» **Directive**:
Answer the following questions using the profile of Ralph Pastore below, one answer per line, marked as the questions are:
(a) In which ska band was Pastore playing when he was introduced to trad jazz?
(b) Apart from piano, which instrument did he learn to help secure a place in the scene?
(c) What is the title of the album Combo Royale released in 2015?

» **Quoted text**:

╔══

Ralph Pastore has been around the Toronto Trad Jazz scene since the mid-2000s and the music scene there even longer. He was in a ska band, Frankie Foo, when he was introduced to trad jazz by his bandmates Marla Dixon and Toby Hughes. They brought him to watch their other band, the Don Valley Stompers, at a now-defunct pub called Paully’s. He was hooked.
In addition to piano, his main instrument, he learned the banjo to help him secure a place in the scene. He began to play with various bands around the city and though he left Frankie Foo in 2015, still plays with Hughes in the Don Valley Stompers, and it’s spin-off collective, The New Orleans Connection All-Stars. Marla Dixon, after relocating in 2009, has gone on to lead two of the hottest New Orleans based groups, the Shotgun Jazz Band and the Shake ‘Em Up Jazz Band.
Pastore’s main band is now Combo Royale, an ensemble group he formed that has, he says, developed its own style organically, “a mishmash of old styles ranging from trad to ‘hot’ to swing to jugband/stringband.” They’ve released two albums, a self-titled release in 2013, and Follow Them Footsteps in 2015.
Their first album was almost all crowd-pleasing standards; “Avalon”, “Tishomingo Blues”, “When I Get Low”, “Some Of These Days”, ” Please Don’t Talk About Me.” They have a smoothly blended sound that makes great use of accordion (played by Pastore), violin, and a “Shout Chorus” responding to some of the main vocals. Several fine vocalists are used. I’d book them anywhere off the quality of this album. My pick is a tight “Darktown Strutters Ball”.

╚══

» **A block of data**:
╔══

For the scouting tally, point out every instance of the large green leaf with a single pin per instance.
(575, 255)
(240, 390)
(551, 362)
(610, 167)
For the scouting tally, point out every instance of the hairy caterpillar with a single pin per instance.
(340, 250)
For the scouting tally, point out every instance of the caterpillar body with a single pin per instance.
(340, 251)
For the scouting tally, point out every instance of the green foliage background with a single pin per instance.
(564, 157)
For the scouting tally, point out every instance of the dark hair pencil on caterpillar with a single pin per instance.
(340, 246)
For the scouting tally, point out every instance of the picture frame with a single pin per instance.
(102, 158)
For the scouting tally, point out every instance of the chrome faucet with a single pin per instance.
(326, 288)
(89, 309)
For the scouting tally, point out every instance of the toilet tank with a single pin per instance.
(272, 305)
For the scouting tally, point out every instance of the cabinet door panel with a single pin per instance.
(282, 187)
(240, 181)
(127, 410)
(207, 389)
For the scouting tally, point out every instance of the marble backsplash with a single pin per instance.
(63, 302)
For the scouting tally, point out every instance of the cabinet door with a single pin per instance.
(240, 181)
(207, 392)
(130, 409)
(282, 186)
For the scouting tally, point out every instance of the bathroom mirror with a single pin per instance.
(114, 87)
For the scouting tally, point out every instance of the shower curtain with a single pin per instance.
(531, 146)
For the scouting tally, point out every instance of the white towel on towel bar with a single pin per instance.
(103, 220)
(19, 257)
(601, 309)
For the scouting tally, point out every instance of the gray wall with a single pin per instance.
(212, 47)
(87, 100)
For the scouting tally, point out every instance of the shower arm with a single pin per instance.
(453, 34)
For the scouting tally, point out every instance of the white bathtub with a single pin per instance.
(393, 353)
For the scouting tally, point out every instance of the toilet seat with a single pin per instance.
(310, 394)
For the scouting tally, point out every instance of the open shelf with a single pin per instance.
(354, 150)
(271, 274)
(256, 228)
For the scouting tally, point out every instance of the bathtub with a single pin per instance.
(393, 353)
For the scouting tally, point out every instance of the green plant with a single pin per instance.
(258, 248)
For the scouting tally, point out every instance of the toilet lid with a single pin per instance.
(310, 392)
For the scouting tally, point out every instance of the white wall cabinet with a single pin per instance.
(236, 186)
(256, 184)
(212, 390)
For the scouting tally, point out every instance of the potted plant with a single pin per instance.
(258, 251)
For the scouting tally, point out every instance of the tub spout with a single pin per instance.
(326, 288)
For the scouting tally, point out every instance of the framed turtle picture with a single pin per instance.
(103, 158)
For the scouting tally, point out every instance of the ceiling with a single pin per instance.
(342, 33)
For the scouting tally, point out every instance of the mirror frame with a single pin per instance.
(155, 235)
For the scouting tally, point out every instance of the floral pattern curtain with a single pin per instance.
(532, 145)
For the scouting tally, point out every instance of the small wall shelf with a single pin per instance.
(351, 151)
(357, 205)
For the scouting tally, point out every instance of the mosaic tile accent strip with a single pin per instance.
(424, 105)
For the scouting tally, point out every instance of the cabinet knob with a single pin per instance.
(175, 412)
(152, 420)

╚══

» **Written response**:
(a) Frankie Foo
(b) The banjo
(c) Follow Them Footsteps